- _How to complete this task_
Set the entries down once more, exactly as they are worded.

- _Data for processing_

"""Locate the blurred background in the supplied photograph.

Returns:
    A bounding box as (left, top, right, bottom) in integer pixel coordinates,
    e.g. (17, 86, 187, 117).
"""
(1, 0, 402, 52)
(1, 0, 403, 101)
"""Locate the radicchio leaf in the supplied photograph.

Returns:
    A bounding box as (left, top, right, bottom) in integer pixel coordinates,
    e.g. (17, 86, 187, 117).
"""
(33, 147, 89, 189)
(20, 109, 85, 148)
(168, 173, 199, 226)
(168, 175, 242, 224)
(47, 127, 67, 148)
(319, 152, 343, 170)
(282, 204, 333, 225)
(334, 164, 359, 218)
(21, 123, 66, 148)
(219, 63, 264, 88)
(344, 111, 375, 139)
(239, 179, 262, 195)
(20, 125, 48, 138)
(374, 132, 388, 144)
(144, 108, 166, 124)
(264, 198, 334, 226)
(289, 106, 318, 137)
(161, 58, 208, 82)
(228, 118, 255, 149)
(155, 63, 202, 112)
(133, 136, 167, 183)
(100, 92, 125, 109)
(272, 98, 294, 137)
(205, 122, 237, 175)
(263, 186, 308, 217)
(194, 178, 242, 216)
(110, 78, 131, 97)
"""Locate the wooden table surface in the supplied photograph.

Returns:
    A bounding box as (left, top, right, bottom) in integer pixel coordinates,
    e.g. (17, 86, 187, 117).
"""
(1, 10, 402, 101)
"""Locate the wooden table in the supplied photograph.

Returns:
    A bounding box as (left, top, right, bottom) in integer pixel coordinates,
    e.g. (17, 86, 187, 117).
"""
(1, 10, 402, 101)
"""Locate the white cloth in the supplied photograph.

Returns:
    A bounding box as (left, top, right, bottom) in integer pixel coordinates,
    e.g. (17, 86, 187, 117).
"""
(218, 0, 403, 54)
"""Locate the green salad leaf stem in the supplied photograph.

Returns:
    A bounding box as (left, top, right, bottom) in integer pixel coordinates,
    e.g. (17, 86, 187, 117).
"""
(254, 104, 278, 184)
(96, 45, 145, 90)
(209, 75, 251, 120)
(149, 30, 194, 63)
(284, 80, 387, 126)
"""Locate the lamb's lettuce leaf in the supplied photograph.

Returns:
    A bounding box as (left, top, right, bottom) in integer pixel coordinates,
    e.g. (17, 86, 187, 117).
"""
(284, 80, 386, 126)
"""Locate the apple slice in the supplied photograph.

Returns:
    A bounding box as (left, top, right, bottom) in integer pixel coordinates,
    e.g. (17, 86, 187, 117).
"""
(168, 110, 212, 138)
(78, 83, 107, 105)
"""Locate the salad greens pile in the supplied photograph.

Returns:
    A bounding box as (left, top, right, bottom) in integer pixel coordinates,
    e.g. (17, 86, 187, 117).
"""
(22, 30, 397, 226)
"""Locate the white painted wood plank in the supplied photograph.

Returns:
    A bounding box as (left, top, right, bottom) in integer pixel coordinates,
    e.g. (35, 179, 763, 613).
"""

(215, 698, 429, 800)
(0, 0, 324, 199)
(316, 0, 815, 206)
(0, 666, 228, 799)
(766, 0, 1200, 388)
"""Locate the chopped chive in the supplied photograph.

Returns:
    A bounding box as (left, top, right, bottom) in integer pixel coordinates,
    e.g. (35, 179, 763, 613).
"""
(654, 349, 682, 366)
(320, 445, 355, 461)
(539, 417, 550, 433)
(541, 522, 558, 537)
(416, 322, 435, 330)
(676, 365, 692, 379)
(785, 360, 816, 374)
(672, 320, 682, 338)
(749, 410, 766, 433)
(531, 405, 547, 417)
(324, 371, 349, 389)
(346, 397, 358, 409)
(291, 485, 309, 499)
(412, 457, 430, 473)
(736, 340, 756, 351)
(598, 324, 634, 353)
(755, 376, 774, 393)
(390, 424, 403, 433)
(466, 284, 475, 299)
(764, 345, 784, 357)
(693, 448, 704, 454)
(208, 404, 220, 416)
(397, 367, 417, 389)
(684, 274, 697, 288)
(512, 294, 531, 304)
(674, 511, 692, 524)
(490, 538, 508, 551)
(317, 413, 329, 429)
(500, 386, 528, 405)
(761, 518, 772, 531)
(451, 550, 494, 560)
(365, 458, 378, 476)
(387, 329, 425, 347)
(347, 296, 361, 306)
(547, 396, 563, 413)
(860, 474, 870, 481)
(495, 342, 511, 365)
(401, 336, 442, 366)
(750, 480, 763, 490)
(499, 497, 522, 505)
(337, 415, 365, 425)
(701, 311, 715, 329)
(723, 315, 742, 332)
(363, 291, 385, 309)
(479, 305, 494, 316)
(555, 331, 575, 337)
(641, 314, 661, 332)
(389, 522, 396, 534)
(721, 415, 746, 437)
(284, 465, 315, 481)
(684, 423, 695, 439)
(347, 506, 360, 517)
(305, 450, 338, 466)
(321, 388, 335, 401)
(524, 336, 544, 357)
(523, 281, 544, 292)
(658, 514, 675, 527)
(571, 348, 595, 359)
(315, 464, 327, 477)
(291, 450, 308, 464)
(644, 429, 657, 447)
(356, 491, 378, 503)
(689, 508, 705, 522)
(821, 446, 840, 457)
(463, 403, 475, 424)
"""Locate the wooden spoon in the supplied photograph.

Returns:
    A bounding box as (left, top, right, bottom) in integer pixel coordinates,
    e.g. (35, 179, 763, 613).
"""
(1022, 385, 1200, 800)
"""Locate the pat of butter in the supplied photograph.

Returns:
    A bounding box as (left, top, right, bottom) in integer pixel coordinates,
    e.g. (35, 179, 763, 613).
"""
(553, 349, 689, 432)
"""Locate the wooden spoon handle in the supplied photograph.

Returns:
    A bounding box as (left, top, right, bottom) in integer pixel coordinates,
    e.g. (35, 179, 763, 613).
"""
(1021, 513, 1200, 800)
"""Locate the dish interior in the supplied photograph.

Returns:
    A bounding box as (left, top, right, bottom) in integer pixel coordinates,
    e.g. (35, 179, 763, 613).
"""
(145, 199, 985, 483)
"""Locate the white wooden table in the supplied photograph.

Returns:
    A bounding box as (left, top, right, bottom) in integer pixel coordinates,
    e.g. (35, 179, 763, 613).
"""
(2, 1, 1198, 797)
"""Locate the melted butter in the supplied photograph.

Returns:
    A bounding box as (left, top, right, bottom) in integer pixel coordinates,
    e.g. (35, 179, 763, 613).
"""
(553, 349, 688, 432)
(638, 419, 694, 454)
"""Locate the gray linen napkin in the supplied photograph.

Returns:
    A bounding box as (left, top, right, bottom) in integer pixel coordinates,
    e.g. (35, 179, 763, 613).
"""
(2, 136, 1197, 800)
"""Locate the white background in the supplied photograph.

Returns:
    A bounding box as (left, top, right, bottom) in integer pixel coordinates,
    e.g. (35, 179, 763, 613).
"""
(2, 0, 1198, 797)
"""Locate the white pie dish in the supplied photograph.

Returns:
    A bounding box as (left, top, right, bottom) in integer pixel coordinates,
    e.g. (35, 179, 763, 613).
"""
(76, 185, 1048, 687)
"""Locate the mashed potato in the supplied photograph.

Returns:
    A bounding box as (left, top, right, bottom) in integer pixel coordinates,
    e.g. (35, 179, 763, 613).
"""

- _Answer for this exercise_
"""Locate the blurred background in the supplied photograph.

Returns:
    A bounding box as (left, top, right, bottom) in integer pixel coordinates,
    e.g. (17, 86, 187, 117).
"""
(1, 0, 402, 52)
(1, 0, 403, 101)
"""Locate the radicchio leaf in the supplied photograph.

Returns:
    A bounding box as (left, top, right, bottom) in integer pixel coordinates,
    e.g. (17, 86, 187, 117).
"""
(33, 147, 89, 189)
(20, 109, 85, 148)
(168, 173, 199, 226)
(168, 175, 242, 224)
(47, 127, 67, 148)
(319, 152, 343, 170)
(282, 204, 333, 225)
(334, 164, 359, 218)
(21, 123, 66, 148)
(219, 63, 264, 88)
(344, 111, 375, 139)
(239, 179, 262, 195)
(20, 125, 48, 138)
(374, 132, 388, 144)
(144, 108, 166, 124)
(264, 198, 334, 226)
(289, 106, 318, 137)
(161, 58, 208, 82)
(228, 118, 255, 149)
(155, 63, 202, 112)
(133, 136, 167, 183)
(100, 92, 125, 109)
(272, 98, 294, 137)
(205, 122, 237, 175)
(263, 186, 308, 217)
(194, 178, 242, 216)
(110, 78, 131, 97)
"""Locate the wooden table surface in the supplied photograph.

Returns:
    A bounding box as (left, top, right, bottom) in integer pixel coordinates,
    e.g. (17, 86, 187, 117).
"""
(1, 10, 402, 101)
"""Locate the wooden table in the supplied photograph.

Returns:
    A bounding box as (left, top, right, bottom) in integer pixel coordinates,
    e.g. (17, 86, 187, 117).
"""
(1, 10, 402, 101)
"""Locate the white cloth in the supplied photograph.

Returns:
    A bounding box as (left, top, right, bottom) in integer pixel coordinates,
    e.g. (17, 86, 187, 117).
"""
(218, 0, 403, 54)
"""Locate the green salad leaf stem in the supplied photograph.

Returns:
    A bounding box as (left, top, right, bottom) in integer pixel coordinates,
    e.g. (17, 86, 187, 117).
"""
(254, 104, 278, 184)
(96, 45, 145, 90)
(209, 75, 251, 120)
(149, 30, 194, 63)
(284, 80, 387, 126)
"""Locate the lamb's lettuce leaf in the supplied photograph.

Returns:
    A bounding box as (left, top, right, bottom) in integer pixel coordinates,
    e.g. (17, 86, 187, 117).
"""
(284, 80, 386, 126)
"""Locate the apple slice in the supplied photograph.

Returns:
    A bounding box as (left, top, right, bottom) in integer pixel coordinates,
    e.g. (17, 86, 187, 117).
"""
(168, 110, 212, 138)
(78, 83, 107, 105)
"""Locate the salad greens pile in the supplied photograph.

Returns:
    A bounding box as (left, top, right, bottom) in integer pixel coordinates,
    e.g. (17, 86, 187, 117).
"""
(22, 30, 397, 226)
"""Locate the white painted wood plank in the supplied photograph.

Returns:
    A bounding box as (left, top, right, bottom) in integer pixel coordinates,
    e.g. (35, 179, 763, 613).
"""

(215, 698, 429, 800)
(0, 0, 324, 199)
(316, 0, 815, 206)
(0, 666, 228, 799)
(766, 0, 1200, 388)
"""Locate the chopped chive in the supplied photograph.

Returns:
    A bounding box as (left, top, right, bottom) in integer pixel coordinates,
    e.g. (35, 179, 763, 613).
"""
(654, 349, 682, 366)
(320, 445, 355, 461)
(539, 417, 550, 433)
(541, 522, 558, 537)
(416, 322, 435, 330)
(676, 365, 692, 379)
(785, 360, 816, 374)
(672, 320, 682, 338)
(749, 410, 766, 433)
(531, 405, 547, 417)
(324, 371, 349, 389)
(346, 397, 358, 409)
(291, 485, 309, 499)
(412, 457, 430, 473)
(736, 340, 756, 351)
(598, 324, 634, 353)
(755, 376, 774, 393)
(390, 424, 403, 433)
(466, 284, 475, 299)
(764, 345, 784, 357)
(693, 448, 704, 454)
(208, 404, 220, 416)
(397, 367, 417, 389)
(684, 274, 697, 288)
(512, 294, 531, 304)
(674, 511, 692, 524)
(490, 538, 508, 551)
(317, 413, 329, 429)
(500, 386, 528, 405)
(761, 518, 772, 531)
(451, 550, 494, 560)
(365, 458, 378, 476)
(387, 329, 425, 347)
(347, 296, 361, 306)
(547, 396, 563, 413)
(860, 474, 870, 481)
(495, 342, 511, 365)
(401, 336, 442, 366)
(750, 480, 763, 490)
(499, 497, 522, 505)
(337, 415, 365, 425)
(701, 311, 715, 329)
(723, 315, 742, 332)
(363, 291, 385, 309)
(479, 305, 494, 316)
(555, 331, 575, 337)
(641, 314, 661, 332)
(389, 522, 396, 534)
(721, 415, 746, 437)
(284, 465, 315, 481)
(684, 423, 695, 439)
(347, 506, 360, 517)
(305, 450, 338, 466)
(321, 388, 335, 401)
(524, 336, 544, 357)
(523, 281, 544, 292)
(658, 514, 675, 527)
(571, 348, 595, 359)
(315, 464, 327, 477)
(291, 450, 308, 464)
(644, 429, 657, 447)
(356, 491, 378, 503)
(689, 508, 705, 522)
(821, 446, 840, 457)
(463, 403, 475, 424)
"""Locate the wooden spoon in the supplied photograph.

Returns:
    A bounding box as (left, top, right, bottom) in integer pixel coordinates,
    e.g. (35, 179, 763, 613).
"""
(1022, 385, 1200, 800)
"""Locate the pat of butter in the supplied photograph.

Returns:
    A bounding box as (left, top, right, bottom) in integer pixel coordinates,
    e.g. (35, 179, 763, 613).
"""
(553, 349, 689, 432)
"""Locate the wooden spoon handle in the supplied photograph.

Returns:
    A bounding box as (left, top, right, bottom) in integer pixel coordinates,
    e.g. (35, 179, 763, 613).
"""
(1021, 513, 1200, 800)
"""Locate the dish interior in the supplied photograph.

Returns:
    A bounding box as (left, top, right, bottom) in integer pixel coordinates,
    e.g. (35, 179, 763, 613).
"""
(145, 199, 985, 483)
"""Locate the white wooden table in the supplied photograph.

Returns:
    A bounding box as (left, top, right, bottom) in integer pixel coordinates,
    e.g. (35, 179, 763, 613).
"""
(2, 1, 1198, 797)
"""Locate the melted butter in the supplied photograph.

Returns:
    A bounding box as (left, top, right, bottom) in integer pixel coordinates,
    e.g. (35, 179, 763, 613).
"""
(553, 349, 688, 432)
(638, 419, 694, 454)
"""Locate the gray linen napkin in the supplied photograph.

Returns:
    A bounding box as (left, top, right, bottom) in integer pixel coordinates,
    e.g. (35, 179, 763, 613).
"""
(2, 136, 1197, 800)
"""Locate the white background in the supplied photograph.

Returns:
    A bounding box as (left, top, right, bottom) in integer pixel coordinates,
    e.g. (35, 179, 763, 613).
"""
(2, 0, 1198, 797)
"""Locate the white pie dish in the supplied photograph.

Returns:
    A bounding box as (left, top, right, bottom) in integer pixel coordinates,
    e.g. (35, 179, 763, 613).
"""
(76, 185, 1048, 687)
"""Locate the mashed potato in the supplied photograph.

Returns:
    A bounding box as (left, top, right, bottom) in integer pixel coordinates,
    e.g. (35, 179, 763, 613).
"""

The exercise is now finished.